Position annotation records:

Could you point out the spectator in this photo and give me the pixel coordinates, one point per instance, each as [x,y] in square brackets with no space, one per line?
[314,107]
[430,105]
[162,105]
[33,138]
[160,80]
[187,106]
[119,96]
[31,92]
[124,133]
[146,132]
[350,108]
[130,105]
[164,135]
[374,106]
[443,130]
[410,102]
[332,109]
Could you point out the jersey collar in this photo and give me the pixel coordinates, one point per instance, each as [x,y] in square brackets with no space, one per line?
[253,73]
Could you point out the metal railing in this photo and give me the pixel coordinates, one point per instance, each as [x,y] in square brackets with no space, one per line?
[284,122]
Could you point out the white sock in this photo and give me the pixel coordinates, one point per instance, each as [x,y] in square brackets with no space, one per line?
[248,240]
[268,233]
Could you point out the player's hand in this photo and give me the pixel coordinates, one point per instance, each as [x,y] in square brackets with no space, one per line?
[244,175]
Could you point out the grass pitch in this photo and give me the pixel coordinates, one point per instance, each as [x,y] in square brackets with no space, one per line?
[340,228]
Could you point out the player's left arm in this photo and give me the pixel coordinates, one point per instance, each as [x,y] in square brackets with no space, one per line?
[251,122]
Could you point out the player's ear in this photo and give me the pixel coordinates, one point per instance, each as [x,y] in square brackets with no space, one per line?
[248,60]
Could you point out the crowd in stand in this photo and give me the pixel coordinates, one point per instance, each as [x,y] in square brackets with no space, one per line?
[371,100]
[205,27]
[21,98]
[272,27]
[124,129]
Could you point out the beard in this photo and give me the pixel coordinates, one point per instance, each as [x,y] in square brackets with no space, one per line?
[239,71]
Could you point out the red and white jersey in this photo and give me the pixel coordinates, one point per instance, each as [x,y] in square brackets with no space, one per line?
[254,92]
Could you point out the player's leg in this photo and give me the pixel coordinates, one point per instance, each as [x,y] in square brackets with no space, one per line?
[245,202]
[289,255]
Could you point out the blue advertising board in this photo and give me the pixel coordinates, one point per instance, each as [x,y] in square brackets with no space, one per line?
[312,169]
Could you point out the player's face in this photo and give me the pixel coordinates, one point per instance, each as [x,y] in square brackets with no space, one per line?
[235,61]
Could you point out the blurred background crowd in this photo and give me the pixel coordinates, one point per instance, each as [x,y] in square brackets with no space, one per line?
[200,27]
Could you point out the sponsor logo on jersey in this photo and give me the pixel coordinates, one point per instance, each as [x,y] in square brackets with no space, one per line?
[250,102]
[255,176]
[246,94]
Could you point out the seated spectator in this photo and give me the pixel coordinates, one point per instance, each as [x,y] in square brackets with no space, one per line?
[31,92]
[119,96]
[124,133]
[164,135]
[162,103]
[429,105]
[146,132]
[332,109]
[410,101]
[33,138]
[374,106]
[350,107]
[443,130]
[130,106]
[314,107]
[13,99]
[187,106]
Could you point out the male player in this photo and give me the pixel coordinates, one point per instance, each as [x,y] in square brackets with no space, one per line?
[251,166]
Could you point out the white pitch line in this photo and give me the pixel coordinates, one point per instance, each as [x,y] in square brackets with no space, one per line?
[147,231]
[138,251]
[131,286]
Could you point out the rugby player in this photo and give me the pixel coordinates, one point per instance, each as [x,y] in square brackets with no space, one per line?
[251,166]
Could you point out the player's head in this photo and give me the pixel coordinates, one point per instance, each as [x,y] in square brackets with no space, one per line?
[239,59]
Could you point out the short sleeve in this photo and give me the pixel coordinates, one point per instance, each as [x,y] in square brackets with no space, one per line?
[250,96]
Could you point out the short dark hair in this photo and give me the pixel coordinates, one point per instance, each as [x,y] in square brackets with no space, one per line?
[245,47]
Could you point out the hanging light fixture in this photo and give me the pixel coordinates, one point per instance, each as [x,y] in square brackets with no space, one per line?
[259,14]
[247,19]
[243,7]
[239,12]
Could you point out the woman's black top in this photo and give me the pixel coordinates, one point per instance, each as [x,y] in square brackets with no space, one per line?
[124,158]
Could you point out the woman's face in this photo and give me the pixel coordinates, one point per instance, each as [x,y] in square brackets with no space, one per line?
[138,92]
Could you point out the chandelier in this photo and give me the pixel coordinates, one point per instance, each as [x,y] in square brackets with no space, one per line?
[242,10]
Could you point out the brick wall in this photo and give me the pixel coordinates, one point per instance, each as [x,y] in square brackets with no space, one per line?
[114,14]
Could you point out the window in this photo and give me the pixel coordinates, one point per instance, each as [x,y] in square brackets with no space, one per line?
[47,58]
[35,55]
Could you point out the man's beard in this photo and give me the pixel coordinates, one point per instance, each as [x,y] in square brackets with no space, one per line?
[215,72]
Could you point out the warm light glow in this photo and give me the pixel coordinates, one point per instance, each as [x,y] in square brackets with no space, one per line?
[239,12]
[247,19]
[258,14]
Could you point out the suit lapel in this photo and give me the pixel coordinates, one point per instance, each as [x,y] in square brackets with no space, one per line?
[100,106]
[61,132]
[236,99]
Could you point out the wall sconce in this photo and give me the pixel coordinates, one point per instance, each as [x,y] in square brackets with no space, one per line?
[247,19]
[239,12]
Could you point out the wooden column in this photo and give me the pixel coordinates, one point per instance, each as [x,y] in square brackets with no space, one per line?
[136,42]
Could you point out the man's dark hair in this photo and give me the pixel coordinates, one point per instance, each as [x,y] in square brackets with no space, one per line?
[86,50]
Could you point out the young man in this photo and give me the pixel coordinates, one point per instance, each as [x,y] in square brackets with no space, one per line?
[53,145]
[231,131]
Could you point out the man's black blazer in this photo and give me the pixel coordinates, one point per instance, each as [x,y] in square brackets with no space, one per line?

Directive: Each line of the material above needs to be quoted exactly, please.

Result for this task:
Could you point out the spectator in this photo and give me the pixel coordinates, one point per instance, each as [x,y] in square brackets with no space, one per line?
[314,107]
[430,105]
[162,105]
[33,138]
[160,80]
[187,106]
[119,96]
[31,92]
[124,133]
[146,132]
[350,108]
[130,105]
[164,135]
[374,106]
[443,130]
[410,102]
[332,109]
Could you point out the jersey collar in this photo and give me the pixel coordinates, one point per instance, each as [x,y] in square brackets with no space, one per line?
[253,73]
Could you point out the metal railing in this photo and give me the pixel coordinates, one point per instance, each as [x,y] in square brackets with no space, one per line?
[284,122]
Could you point out the white sock in this photo and give me the pixel coordinates, one point per instance, each as [x,y] in square brackets with no space, one per line?
[248,240]
[268,233]
Could you point out the player's hand in this photo and give me the pixel coordinates, one point per instance, each as [x,y] in square brackets with no space, one per line?
[244,175]
Could you point out the grass pitch in this photo and give me the pixel coordinates, one point per instance, each as [x,y] in square brackets with no space, one per line?
[340,228]
Could you point out the player's left arm in this photo and give me the pixel coordinates, one point per instance, each as [x,y] in square brackets with no space, one per line?
[251,122]
Could you point out the player's ear in this photo and give me the pixel coordinates, one point per instance, each as [x,y] in square brackets with no space, one per line?
[248,60]
Could you point out the crowd in stand in this photo and give me the pixel coordinates, one point per instance, each as [x,y] in square brackets with no space, one per line?
[371,100]
[205,27]
[21,98]
[272,27]
[124,129]
Could you point out the beard in this photo and give me the pixel coordinates, one point per instance, each as [x,y] in square brackets with no space, one per line?
[239,71]
Could you point out the red and white jersey in this photo and give me the pixel coordinates, one point per instance, each as [x,y] in square brackets with no space, one per line?
[254,92]
Could you point out the player's leg in this photo and give me the pixel coordinates, one point per instance, each as [x,y] in square brackets with no space, one per line?
[245,202]
[289,255]
Could you point out the blue advertising board in this photo and give me the pixel coordinates, one point per instance, each as [x,y] in square brackets with no space, one per line?
[312,169]
Could you point out the player's face in this photo and give me the pixel coordinates, one point per instance, each as [x,y] in square brackets with no space, one per line?
[235,61]
Could you point out the blurred background crowd in this photo and give me the pixel coordinates, one point per instance, each as [x,y] in square brackets with no space, one per line?
[200,27]
Could you point out the sponsor logo on jersey in this photo and give me the pixel coordinates, one point per instance, each as [x,y] in square brackets with no space, one per line?
[250,102]
[255,176]
[246,94]
Could you point out the seated spectator in this photo and give me the pixel coordinates, one point per instance, each as [x,y] in square brackets with no space, one per line?
[31,92]
[119,96]
[124,133]
[164,135]
[162,103]
[429,105]
[146,132]
[332,109]
[410,101]
[33,138]
[374,106]
[350,107]
[443,130]
[130,106]
[314,107]
[13,99]
[187,106]
Could you point out the male player in this photo and give me the pixel coordinates, one point per instance, each as [x,y] in square brackets with no space, one per line?
[251,166]
Could you point out the white pitch line in this photo and give me the pixel coordinates, one point per instance, each as [x,y] in square brackets with no space, one per line?
[147,231]
[138,251]
[131,286]
Could you point out the rugby player in this photo and give me the pixel coordinates, one point per instance, each as [x,y] in square brackets with no space, one per line?
[251,166]
Could you point out the player's head in this photo and give me the pixel coordinates, one point per instance, each as [x,y] in square brackets with no space, one per line?
[239,59]
Could you point out the short sleeve in this photo and give me the pixel coordinates, one point per instance, each as [x,y] in square brackets with no space, one per line?
[250,96]
Could you point out the short dark hair in this photo and give me the pixel coordinates, one point per instance, each as [x,y] in square brackets with no space, one per line?
[245,47]
Could you point out the hanging light fixture in this photo and give me the pixel coordinates, one point per instance, each as [x,y] in square brackets with no space, one per line?
[259,14]
[247,19]
[243,7]
[239,12]
Could you point out the woman's black top in this photo and give me the pixel coordinates, one point per instance, each as [x,y] in square brackets with no space, one per line?
[124,158]
Could you point out the woman's face in this photo and give me the pixel coordinates, one point per instance, each as [x,y] in square brackets with no space, one per line?
[138,92]
Could you point out the chandelier in this photo and give me the pixel coordinates, one point per instance, each as [x,y] in square brackets with no space, one per line?
[242,10]
Could you point out the brick wall in this photo and give me the pixel coordinates, one point per instance, each as [x,y] in square brackets with no space, one per line?
[114,14]
Could you point out the window in this photo and give me the pixel coordinates, one point per instance, each as [x,y] in square brackets with no space, one per line?
[47,58]
[35,55]
Could you point out the man's beard in this photo and give me the pixel coordinates, one point per instance, each as [x,y] in square brackets with no space, one per line?
[215,72]
Could you point out the warm light glow in this photo and give me the pixel coordinates, one point per instance, each as [x,y] in square brackets with no space, one per line?
[239,12]
[247,19]
[258,14]
Could you point out the suit lapel in this photo and give me the pixel coordinates, one point per instance, each as [x,y] in square brackets with no space, one per line?
[100,106]
[61,132]
[236,99]
Could you point out the wall sconce in this photo and give me the pixel coordinates, one point per instance, each as [x,y] in square brackets with no space, one per line?
[247,19]
[239,12]
Could you point out the wooden column in this photo and give me the pixel coordinates, one point per instance, each as [x,y] in square brackets with no space, one per line?
[136,42]
Could you point out the man's dark hair in this photo and give me the pixel coordinates, one point per instance, each as [x,y] in square brackets with no space, one per line?
[86,50]
Could you point out the young man in this photo and give me the pixel coordinates, one point per instance, each as [x,y] in square brackets with no space, one per line?
[53,145]
[231,131]
Could you point out the man's black blazer in this photo and give me the pixel coordinates, one point per instance, each as [x,y] in square brackets with no space, one per line?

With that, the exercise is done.